Exercise prompt: Please pick out every line in the listing below that contains the word "palm", and copy each one.

[Items stored from a collection]

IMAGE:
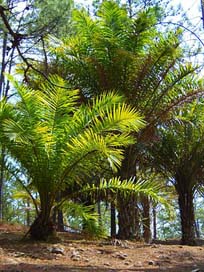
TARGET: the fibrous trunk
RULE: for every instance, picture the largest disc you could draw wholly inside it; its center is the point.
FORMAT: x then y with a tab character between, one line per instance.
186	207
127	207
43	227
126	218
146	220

* * *

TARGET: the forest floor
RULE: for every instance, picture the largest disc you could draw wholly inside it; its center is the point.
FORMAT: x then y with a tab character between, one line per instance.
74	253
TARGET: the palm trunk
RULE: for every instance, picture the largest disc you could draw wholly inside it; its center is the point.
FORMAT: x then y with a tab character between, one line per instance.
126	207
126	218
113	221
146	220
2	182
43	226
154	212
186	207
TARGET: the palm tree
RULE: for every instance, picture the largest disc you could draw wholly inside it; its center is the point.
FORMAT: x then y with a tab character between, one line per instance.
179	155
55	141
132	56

Exercise answer:
TARGET: the palm trunk
TARGET: the palm tree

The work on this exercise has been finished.